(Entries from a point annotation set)
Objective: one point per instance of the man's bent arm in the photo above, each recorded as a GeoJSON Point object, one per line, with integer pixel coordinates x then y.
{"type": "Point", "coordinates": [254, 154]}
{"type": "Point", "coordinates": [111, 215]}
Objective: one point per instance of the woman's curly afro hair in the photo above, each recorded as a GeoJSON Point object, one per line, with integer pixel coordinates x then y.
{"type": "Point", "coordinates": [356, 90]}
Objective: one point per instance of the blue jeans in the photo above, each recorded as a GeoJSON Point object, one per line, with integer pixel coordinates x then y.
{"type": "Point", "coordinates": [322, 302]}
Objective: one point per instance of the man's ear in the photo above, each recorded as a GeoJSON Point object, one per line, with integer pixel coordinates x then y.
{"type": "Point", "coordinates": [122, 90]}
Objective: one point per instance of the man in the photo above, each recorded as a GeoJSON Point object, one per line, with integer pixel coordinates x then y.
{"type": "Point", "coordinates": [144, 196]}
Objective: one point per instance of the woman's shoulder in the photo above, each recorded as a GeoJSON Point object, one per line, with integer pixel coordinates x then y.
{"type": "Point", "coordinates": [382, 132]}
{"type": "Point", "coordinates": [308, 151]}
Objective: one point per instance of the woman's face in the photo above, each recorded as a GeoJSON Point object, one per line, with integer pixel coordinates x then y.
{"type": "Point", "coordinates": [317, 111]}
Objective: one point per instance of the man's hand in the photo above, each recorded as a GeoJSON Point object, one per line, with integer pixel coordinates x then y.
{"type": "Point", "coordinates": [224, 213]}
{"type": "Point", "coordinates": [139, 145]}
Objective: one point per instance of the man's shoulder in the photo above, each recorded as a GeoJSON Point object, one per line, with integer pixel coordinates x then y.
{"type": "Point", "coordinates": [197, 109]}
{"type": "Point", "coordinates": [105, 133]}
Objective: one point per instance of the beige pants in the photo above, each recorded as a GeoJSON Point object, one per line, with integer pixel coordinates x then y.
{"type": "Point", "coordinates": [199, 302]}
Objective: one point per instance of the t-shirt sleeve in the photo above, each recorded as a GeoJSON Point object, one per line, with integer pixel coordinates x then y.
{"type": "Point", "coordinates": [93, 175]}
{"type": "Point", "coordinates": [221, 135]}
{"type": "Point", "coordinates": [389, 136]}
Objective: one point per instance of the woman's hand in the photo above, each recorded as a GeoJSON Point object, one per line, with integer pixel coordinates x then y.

- [Challenge]: Could you rescale the data from the line containing "Objective: one point per instance of the t-shirt" through the end of the data, both included, and give only those lines again? Keep every request line unchanged, and multiply every coordinate in the answers by 0.55, rounding to whole numbers with halves rounded up.

- [Exercise response]:
Objective: one point per instance of the t-shirt sleeve in the photo above, each recorded as a GeoJSON Point object, one per line, with integer pixel coordinates x then y.
{"type": "Point", "coordinates": [51, 96]}
{"type": "Point", "coordinates": [122, 74]}
{"type": "Point", "coordinates": [214, 75]}
Objective: one point per instance of the woman's hand in the photo above, each recorded as a GeoJSON Point object, one per line, with integer pixel coordinates x then y.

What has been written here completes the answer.